--- TEXTO CITADO ---

Entre sus páginas están escritos y guardados sus paisajes y su arte, su vieja historia y su difícil destino. Toda una reivindicación, un auténtico y sincero homenaje.
Tan solo por haber escrito este libro, Torrente Secorún, ya merecería el reconocimiento de sus paisanos. Pero es que Torrente escribió siete novelas más. “En el cielo nos veremos”, que estuvo entre los finalistas del premio nadal de 1955, narra las andanzas americanas de Beniter, hijo de una humilde familia de un pueblo oscense. “El becerro de oro” está basado en la historia real de una familia oscense. La acción de “Los sucesos de Santaolaria” transcurre en un imaginario pueblo de Huesca. E Incluso en “Tierra caliente”, que está ambientada en el caribe, aparece Evangelino Cerezo, natural de Tabernas de Isuela.
Huesca siempre presente en lo profundo del recuerdo, en la vida y obra de Torrente, en la intimidad de lo inolvidable.
José Vicente Torrente fue un escritor ignorado por la crítica y ajeno a eso que se llama éxito. Supongo que fue así por no ser un funcionario de la literatura. Como explica Barreiro en su prólogo, Torrente, a pesar de sus múltiples obligaciones profesionales, procuró siempre dejar un espacio a lo que fue su gran ilusión de siempre, asistida por aptitudes nada comunes, la escritura.

--- DATOS MOSTRADOS ---

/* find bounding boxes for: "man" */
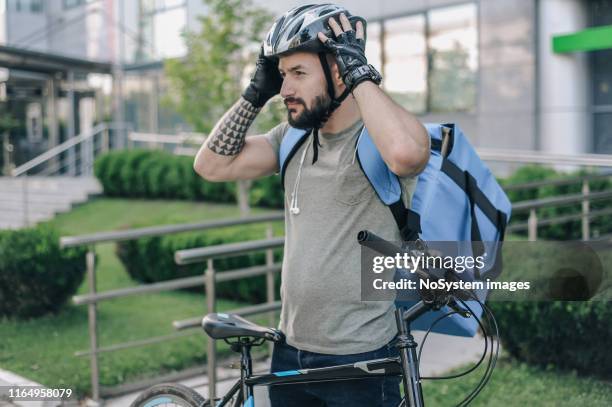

---

**QUÉ HACER**
- 1) Devuelve sin cambios el fragmento del texto sobre José Vicente Torrente que va de "José Vicente Torrente" a "comunes, la escritura.", ambos incluidos.
- 2) Prosigue el texto sobre el escritor José Vicente Torrente a partir de su última oración.

**RESPUESTAS EN ORDEN**
- 1)
José Vicente Torrente fue un escritor ignorado por la crítica y ajeno a eso que se llama éxito. Supongo que fue así por no ser un funcionario de la literatura. Como explica Barreiro en su prólogo, Torrente, a pesar de sus múltiples obligaciones profesionales, procuró siempre dejar un espacio a lo que fue su gran ilusión de siempre, asistida por aptitudes nada comunes, la escritura.

- 2)
Como diplomático estuvo destinado en Puerto Príncipe, Santo Domingo y Nueva York y fue embajador en Caracas. En la etapa final de su carrera ocupó puestos de gran importancia ya que entre 1966 y 1971 estuvo destinado en París como ministro encargado de los asuntos económicos y fue jefe de la oficina comercial, labor por la que el gobierno francés le concedió la Legión de Honor. En reconocimiento a su trayectoria diplomática se le nombró embajador de España y recibió la Gran Cruz del Mérito Civil.
Y hoy, doblando las esquinas, costanillas, plazas y cosos de la ciudad donde nació no encuentro recuerdo de su nombre. Recorriendo los límites de esa nueva Huesca que crece alejada de los muros de su vieja historia me encuentro entre los nombres de sus calles a la rosa y el clavel, el nardo y la violeta, la duda, las flores y desengaño. Y entonces, siento una tremenda tristeza por el pago en olvido, silencio y desprecio a cambio de todo el amor que le entregó un hombre.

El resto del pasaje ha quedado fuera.